Une bulle de sens

Par une journée grisonnante de début d’automne, c’est vers un ciel voilé que nous avons pointé le nez, en direction d’un proche aérodrome Vauclusien, où nous voulions casser la croûte.

Aujourd’hui pour la première fois depuis longtemps, j’allais monter dans un avion autre que mon fidèle Cessna, sur lequel j’ai accumulé les 250 dernières heures de vol. Autant dire que les atavismes du 182 seraient bien en tête, pour les comparer aux comportements du nouvel engin !
Aujourd’hui donc, le ND resterait à son port d’attache, au profit d’une nouvelle monture, que Jérôme avait promis de me faire essayer depuis… Depuis trop longtemps !

N321YH

Lorsque tu es arrivé, Jérôme, j’ai reconnu dans ton sillage, le cortège de bonhommie qui ne te quitte jamais. Et ce n’était pas seulement le pilote de PA-32 que je voyais paraître, mais le camarade-de-vol, le camarade-de-casse-dalle, et surtout, le camarade de rêves, de machines volantes et d’aventures aériennes. Et cela, et bien, il faut le dire, ça tient chaud l’hiver, ça rend fraternel, ça lie face aux aléas, avant même de monter dans un quelconque avion. Ca fait qu’on se sent un peu en famille, on se met spontanément à parler la même langue, une langue qu’on garde bien pour nous dans la vie de tous les jours parce qu’elle n’intéresserait pas le néophyte qui n’y comprend que couic. Alors on s’abandonne au plaisir d’évoquer entre connaisseurs, l’effets des raffinements aérodynamiques, des turbocompresseurs, des parois en titane micro-perforées et des canalisations d’oxygène qui courent dans la carlingue. Ah quel bonheur ! d’utiliser ce jargon pour désigner tout le fabuleux attirail technique capable de nous arracher au sol… Et de nous suspendre en l’air.

━━━━━━━━━━━━━━━━━━━━━━━━━━━━━━

§ CONSIGNE ÉCRITE:
Reproduisez mot pour mot l'extrait retenu, de « Une bulle de sens » à « casser la croûte. ». Les données qui suivent ne sont d'aucune utilité ici.

§ DONNÉES:

━━━━━━━━━━━━━━━━━━━━━━━━━━━━━━

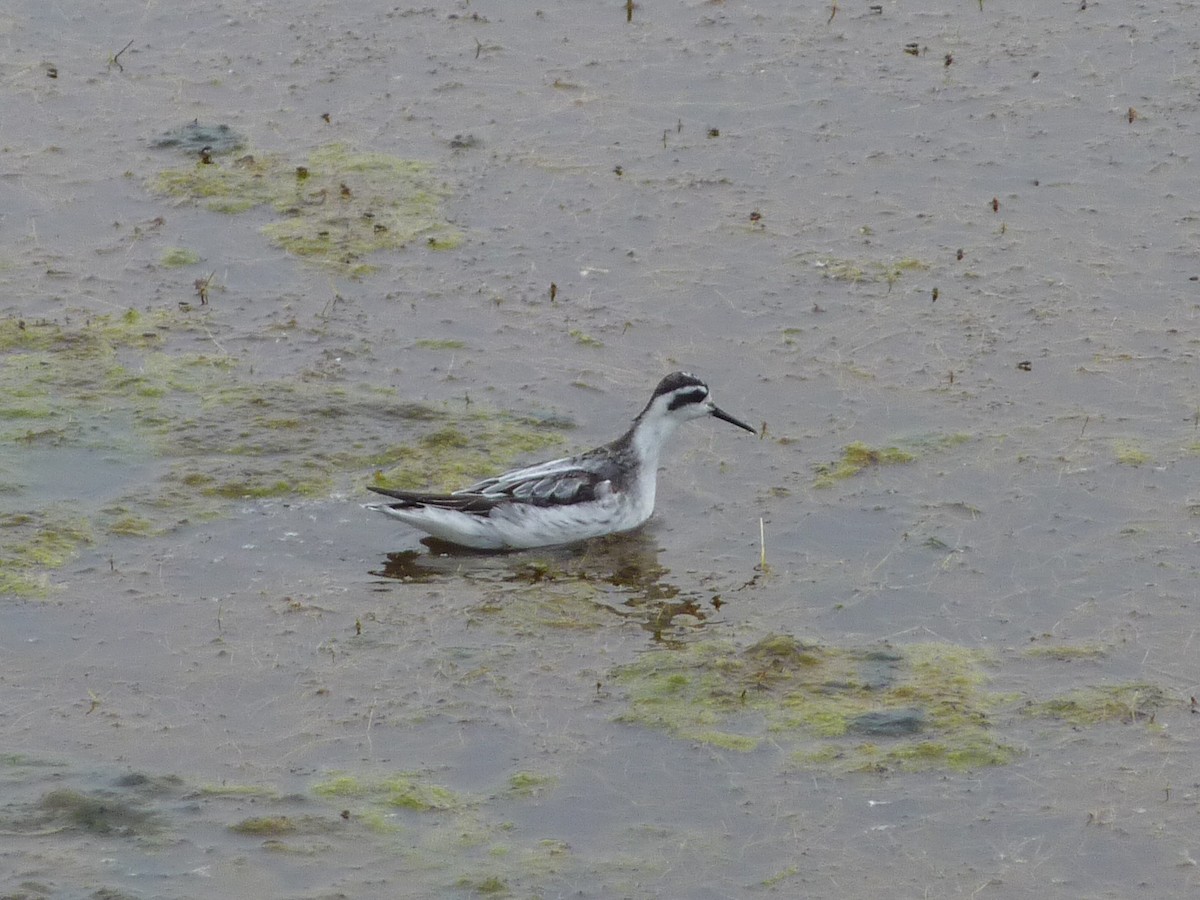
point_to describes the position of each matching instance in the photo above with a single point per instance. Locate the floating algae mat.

━━━━━━━━━━━━━━━━━━━━━━━━━━━━━━

§ RÉPONSE FOURNIE:
Une bulle de sens

Par une journée grisonnante de début d’automne, c’est vers un ciel voilé que nous avons pointé le nez, en direction d’un proche aérodrome Vauclusien, où nous voulions casser la croûte.